» Task prompt
What follows is a set of records; restate each one word for word and drop the pictures.
** Start Input data **
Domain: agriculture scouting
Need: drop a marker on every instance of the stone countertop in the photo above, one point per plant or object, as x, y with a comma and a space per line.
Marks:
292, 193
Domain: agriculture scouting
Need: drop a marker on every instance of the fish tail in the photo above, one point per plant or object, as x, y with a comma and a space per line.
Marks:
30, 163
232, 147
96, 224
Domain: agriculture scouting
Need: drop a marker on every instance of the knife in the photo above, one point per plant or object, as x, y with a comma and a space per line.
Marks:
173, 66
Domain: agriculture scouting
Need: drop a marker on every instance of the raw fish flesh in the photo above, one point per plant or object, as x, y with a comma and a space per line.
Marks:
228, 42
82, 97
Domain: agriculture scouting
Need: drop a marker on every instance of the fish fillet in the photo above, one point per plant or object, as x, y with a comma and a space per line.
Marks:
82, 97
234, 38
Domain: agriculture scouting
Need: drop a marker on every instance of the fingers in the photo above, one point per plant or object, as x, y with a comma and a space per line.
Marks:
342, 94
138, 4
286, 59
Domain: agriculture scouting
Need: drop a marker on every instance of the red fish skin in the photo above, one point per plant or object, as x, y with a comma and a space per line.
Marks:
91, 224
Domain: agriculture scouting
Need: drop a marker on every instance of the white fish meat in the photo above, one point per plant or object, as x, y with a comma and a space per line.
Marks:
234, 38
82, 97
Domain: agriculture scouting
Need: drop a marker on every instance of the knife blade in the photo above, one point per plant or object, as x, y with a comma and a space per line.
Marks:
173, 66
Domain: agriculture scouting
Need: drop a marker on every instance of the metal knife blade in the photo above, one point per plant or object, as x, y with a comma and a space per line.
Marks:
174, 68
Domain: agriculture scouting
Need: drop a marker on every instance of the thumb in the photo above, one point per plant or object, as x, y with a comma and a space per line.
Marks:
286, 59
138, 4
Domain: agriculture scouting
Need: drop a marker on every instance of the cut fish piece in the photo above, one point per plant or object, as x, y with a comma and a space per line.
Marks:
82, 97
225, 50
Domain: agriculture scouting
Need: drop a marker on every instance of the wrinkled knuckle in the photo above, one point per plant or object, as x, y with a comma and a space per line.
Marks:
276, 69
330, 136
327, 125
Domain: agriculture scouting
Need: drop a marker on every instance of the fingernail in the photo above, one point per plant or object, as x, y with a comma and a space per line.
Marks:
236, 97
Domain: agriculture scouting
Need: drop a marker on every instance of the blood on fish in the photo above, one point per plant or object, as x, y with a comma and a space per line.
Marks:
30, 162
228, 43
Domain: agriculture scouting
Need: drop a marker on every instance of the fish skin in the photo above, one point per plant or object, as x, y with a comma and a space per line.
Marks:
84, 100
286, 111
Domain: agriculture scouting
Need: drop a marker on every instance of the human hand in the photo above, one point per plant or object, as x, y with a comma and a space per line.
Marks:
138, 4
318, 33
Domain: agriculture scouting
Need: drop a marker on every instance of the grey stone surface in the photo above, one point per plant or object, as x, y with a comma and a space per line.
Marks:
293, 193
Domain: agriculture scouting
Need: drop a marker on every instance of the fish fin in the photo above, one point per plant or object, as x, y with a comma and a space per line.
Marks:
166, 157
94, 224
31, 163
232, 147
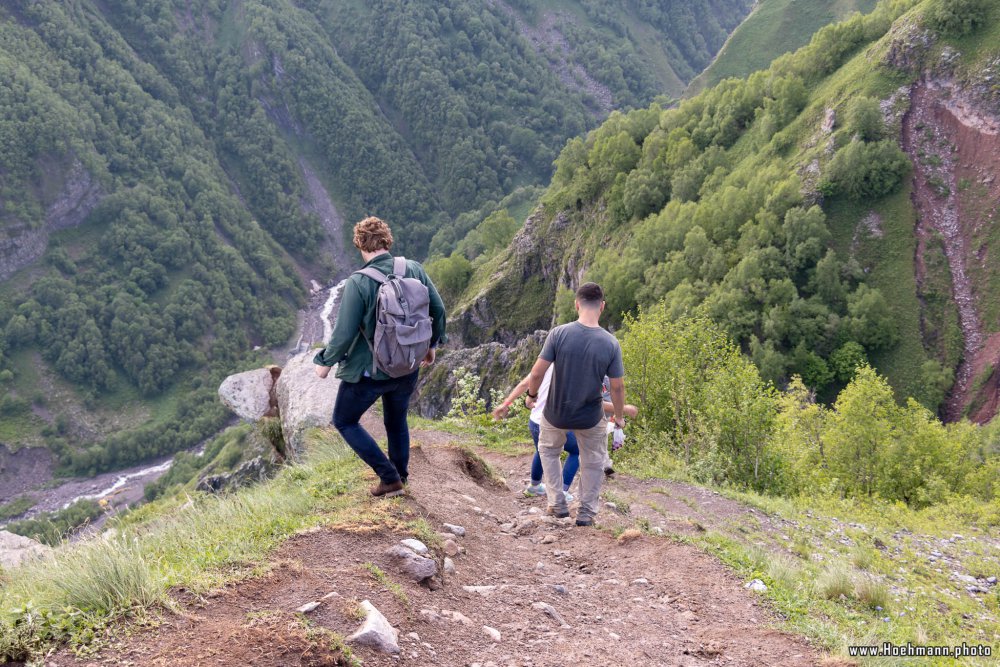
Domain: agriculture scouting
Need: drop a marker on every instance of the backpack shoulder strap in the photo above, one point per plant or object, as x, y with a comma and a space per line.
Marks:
373, 273
399, 267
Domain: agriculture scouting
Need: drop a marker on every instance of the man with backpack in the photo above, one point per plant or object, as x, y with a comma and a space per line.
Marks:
391, 318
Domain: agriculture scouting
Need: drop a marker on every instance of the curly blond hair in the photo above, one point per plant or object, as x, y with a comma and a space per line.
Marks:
372, 235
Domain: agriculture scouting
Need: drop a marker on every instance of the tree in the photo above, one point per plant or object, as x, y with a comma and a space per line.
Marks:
860, 430
957, 17
864, 118
865, 171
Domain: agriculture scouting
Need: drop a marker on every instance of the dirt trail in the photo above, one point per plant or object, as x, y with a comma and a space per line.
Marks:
686, 609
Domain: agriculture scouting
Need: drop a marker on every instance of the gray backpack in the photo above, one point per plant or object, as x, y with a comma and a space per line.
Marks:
402, 321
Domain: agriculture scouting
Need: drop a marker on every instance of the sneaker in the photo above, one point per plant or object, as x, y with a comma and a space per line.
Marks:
383, 490
535, 490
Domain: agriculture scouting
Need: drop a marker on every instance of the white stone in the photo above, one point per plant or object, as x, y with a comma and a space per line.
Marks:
16, 549
416, 567
415, 546
376, 632
248, 394
455, 530
304, 400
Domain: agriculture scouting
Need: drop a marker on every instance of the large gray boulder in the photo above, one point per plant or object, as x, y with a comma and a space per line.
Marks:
16, 549
305, 401
251, 394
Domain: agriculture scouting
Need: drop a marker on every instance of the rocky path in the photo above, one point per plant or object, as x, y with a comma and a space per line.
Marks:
525, 589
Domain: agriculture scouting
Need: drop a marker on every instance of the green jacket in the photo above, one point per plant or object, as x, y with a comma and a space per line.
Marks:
345, 349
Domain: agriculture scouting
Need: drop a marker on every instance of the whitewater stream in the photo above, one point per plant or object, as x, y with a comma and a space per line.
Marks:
124, 488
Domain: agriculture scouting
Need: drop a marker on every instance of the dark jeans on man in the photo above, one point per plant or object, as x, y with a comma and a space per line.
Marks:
354, 399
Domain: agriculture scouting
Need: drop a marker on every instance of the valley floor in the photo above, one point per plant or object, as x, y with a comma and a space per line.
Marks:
641, 597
** End Input data **
» Full response
Domain: agriculture scouting
Need: drop a marker on every instance of the stone countertop in the photo above, one point per plant or object, as x, y with a comma and a space per line.
Marks:
292, 193
Domain: agriculture scouting
Need: drop a marker on every instance of the fish tail in the photo above, one point per plant or object, as x, y with a comma and a space per line.
Marks:
30, 163
232, 147
96, 224
Domain: agriculture scouting
Need: drop a marker on every instance of the knife in the photo above, one point per plant or object, as x, y with a comma and a space per line.
Marks:
173, 66
Domain: agriculture scouting
Need: drop a marker on every instance of the raw fish flesh in the photo above, one point per plant or object, as x, y with a comma and a space per line.
Marks:
228, 42
82, 97
Domain: agriculture scouting
Need: drop a marker on every instance of the fish fillet in the photo above, one point per plant or object, as x, y with a comma and a space per line.
Marks:
82, 97
234, 38
Domain: agriculture scouting
Need: drop a marker on every instance of the fingers in the photo above, one point per plant or object, as x, y with a comma and a space per line.
Marks:
342, 94
138, 4
286, 59
Domain: agriculture scouting
Need: drop a marker on every instance of the red fish skin in the photo above, one point per plant or object, as x, y with a comma and a space per line.
Marks:
91, 224
Domain: agriculture scouting
Need: drop a marker on every instance of the white fish meat in the photo above, one point per plant or object, as x, y with a comma and a space per line.
Marks:
234, 38
82, 97
Domain: agriculture scouting
Need: drop a marker on every instance of the knife blade in the photo above, one point per plant or object, as x, y with a comma and a space per line.
Marks:
173, 66
Domain: agriculture scouting
Need: drop a marker on every instance of the metal knife blade in the photo above, one point per plant or object, as x, y with a comma and a space per line.
Marks:
174, 68
Domain: agriculture scouting
Need: drop a marker on every instance of the thumb in the photo above, one point per plant or object, as x, y with a comma and a space per line.
Marks:
286, 59
138, 4
Domain: agriculture scouting
Need: drop a marker on every instance of the cut fish piece in the photo above, one point per plant or object, as x, y with a comma and a space per line.
Marks:
82, 97
225, 50
Domain: agriculture scouting
Need: drop a marker on every instance of the wrinkled knuckle in the photo above, one point per plant or object, as x, y with a comma and a space per line.
Marks:
276, 69
330, 136
327, 125
Domain: agriculture scouting
Need: drop a marker on every instance of the fingernail in the photo above, one point per plant or object, as x, y with a comma and a space per line.
Marks:
236, 97
Domain: agriculture scouting
Need: drop a marker on every instance of the blood on fish in the photo above, one point per plant or object, as x, y with a comma and a space per line.
Marks:
30, 162
228, 43
Domain: agriculture scouting
Need: drop a marker on every instance of the fish skin in the photo above, one point per plant or object, as x, y with a comma and a space per line.
Marks:
84, 100
286, 111
Domain: agriculture scouting
Need: drop a marker on every instance of the human hand in the photo above, one point per plant or object, as x, y with a comma and a space per line.
Marks:
138, 4
318, 33
Domain: agriculture scouting
Need: drop a marker on every instance of the grey stone surface in the photo above, one point per plant or object, as x, y with a comma and a space per line.
Marks:
293, 193
Domain: agriculture scouting
Need: drop a marker on every instance of the fish fin in the photo above, one point per plant or object, as x, y with a comma and a space per line.
Marks:
166, 157
94, 224
31, 163
232, 147
Domain: agriculture scouting
Need: drop a marker on every instance of the backpack shoulder strap in the photo above, one point per plant or object, as x, y with a comma and a space per line.
Marks:
373, 273
399, 267
Domain: agriculture scouting
Need: drop a marker on every instance of the man with backpack in the photo above, one point per plant or object, as x, y with a comma and a space per line.
Marks:
391, 318
Domain: agriculture scouting
Need: drop a marker on every instance of the curly blond hair in the photo above, one point per plant or object, as x, y with a comma and a space per line.
Marks:
372, 235
Domain: agriculture scouting
Need: drop a marker on every instance of the tree in the photo above, one point per plant or object, as x, y with a comma and a space per line.
Marks:
860, 430
957, 17
864, 118
865, 171
Domain: agriculture scouting
Need: drop a marker on every instance of the dirt trail in the photo above, one point per plant or object, as x, y with a comma and a space per line.
Marks:
686, 609
Domain: agriculture scouting
Need: drop a marker on every instance of the gray backpack in the photo above, one point per plant or object, as x, y with a comma and a space per line.
Marks:
402, 321
Domain: agriculture scouting
Need: drop a marker on every instance of the sneaker in the photo above, one point per plant or object, as x, y with a comma and a space per line.
Marks:
383, 490
535, 490
Domain: agriculture scouting
Need: drop a marker on every instance of the white stone in the photo above, one point per plant or object, as x, y with a comma and a space per line.
Marks:
16, 549
416, 567
415, 546
376, 632
248, 394
455, 530
304, 400
Domain: agriculture scouting
Need: drop a marker on every instance of the large gray boulder in the photo above, one point per plant or object, as x, y with a comma and a space per line.
Marks:
16, 549
305, 401
251, 394
Domain: agriculture scouting
Need: drop a marker on every instance of the rocky path in the photo above, one point per plant or object, as x, y with a comma and a space per line.
Marks:
525, 589
Domain: agriculture scouting
Need: drop a marker on every instance of the green jacket in the photo above, one point per plant or object, as x, y with a comma and a space per line.
Marks:
345, 349
Domain: agriculture scouting
Need: drop a marker on every instance of the whitewater stream in the photo above, one point per plant or object, as x, y with a comma and a space per line.
Marks:
124, 488
Domain: agriculture scouting
Need: drop a marker on every instance of the dark jeans on man in the photo above, one point per plant or object, as x, y with a comma and a space per line.
Marks:
354, 399
Domain: agriculture scouting
Need: drop a marker on every instance of the valley floor in the photo above, one point per plant or object, as x, y with a comma and a space per line.
Marks:
641, 597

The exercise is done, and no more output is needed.